Reproduce exactly, with no other output, every line of the data below from the line containing "Pick out the ceramic" to the end, inclusive.

Extracted records:
* START *
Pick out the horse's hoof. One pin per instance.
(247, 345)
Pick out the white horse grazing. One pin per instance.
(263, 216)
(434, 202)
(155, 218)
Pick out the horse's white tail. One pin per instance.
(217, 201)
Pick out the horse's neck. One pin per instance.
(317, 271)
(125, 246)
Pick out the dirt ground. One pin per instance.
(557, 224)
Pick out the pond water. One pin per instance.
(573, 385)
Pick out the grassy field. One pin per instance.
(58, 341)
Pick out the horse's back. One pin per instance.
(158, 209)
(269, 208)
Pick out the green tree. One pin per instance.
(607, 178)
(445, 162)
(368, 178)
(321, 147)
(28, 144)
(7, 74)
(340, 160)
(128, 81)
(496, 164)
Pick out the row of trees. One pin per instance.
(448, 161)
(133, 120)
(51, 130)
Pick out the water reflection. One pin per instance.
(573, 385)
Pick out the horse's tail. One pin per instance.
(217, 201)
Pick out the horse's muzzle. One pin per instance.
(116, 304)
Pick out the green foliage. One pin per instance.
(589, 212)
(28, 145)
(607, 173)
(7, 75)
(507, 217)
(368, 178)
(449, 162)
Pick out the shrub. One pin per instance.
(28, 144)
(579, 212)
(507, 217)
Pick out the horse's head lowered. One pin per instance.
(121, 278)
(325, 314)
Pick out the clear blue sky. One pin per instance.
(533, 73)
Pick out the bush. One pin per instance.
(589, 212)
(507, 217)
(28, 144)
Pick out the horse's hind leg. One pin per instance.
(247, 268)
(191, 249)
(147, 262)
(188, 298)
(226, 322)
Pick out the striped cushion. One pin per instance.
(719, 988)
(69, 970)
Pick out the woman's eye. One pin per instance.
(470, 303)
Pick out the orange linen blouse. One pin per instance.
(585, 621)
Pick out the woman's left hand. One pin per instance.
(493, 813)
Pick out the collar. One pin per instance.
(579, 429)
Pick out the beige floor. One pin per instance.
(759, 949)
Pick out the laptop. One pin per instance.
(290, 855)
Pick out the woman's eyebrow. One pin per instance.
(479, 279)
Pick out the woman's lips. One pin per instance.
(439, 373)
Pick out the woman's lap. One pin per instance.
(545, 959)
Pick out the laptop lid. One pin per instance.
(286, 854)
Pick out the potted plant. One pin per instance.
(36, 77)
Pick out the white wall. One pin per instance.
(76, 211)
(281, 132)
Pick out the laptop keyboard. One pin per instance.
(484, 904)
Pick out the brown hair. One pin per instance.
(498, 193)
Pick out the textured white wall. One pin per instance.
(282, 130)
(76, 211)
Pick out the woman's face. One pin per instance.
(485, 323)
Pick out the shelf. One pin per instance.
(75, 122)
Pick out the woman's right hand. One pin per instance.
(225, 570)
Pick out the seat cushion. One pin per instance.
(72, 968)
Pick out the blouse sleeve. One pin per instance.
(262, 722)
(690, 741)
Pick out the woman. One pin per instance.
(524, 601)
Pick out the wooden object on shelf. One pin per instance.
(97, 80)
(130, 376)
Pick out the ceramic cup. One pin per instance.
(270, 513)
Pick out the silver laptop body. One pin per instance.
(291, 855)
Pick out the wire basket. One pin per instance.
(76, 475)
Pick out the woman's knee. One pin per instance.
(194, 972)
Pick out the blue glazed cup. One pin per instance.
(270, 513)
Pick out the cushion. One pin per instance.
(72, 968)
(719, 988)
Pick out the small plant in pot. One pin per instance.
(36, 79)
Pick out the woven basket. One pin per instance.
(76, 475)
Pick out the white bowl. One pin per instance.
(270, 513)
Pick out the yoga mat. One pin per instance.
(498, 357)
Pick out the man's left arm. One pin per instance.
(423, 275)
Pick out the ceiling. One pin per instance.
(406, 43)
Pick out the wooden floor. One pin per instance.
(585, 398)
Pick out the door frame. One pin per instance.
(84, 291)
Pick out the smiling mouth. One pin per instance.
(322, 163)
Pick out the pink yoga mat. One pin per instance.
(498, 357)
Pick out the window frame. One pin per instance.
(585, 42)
* END *
Full response:
Pick out the ceramic cup. One pin per instance.
(270, 513)
Pick out the silver laptop body. One pin per instance.
(291, 855)
Pick out the wire basket. One pin per instance.
(76, 475)
Pick out the woman's knee. One pin per instance.
(194, 972)
Pick out the blue glazed cup. One pin per instance.
(270, 513)
Pick out the cushion. One pin per instance.
(72, 968)
(719, 988)
Pick out the small plant in pot. One pin per instance.
(36, 79)
Pick out the woven basket. One pin per instance.
(76, 475)
Pick out the white bowl. One pin per instance.
(270, 513)
Pick out the yoga mat. One pin per instance.
(498, 357)
Pick out the man's left arm. One pin per instance.
(423, 275)
Pick out the ceiling. One pin per instance.
(406, 43)
Pick out the wooden floor. One pin per instance.
(585, 398)
Pick out the door frame. One pin per instance.
(84, 291)
Pick out the smiling mouth. One pin per instance.
(322, 163)
Pick out the pink yoga mat. One pin per instance.
(498, 357)
Pick out the window frame. One pin per instance.
(585, 42)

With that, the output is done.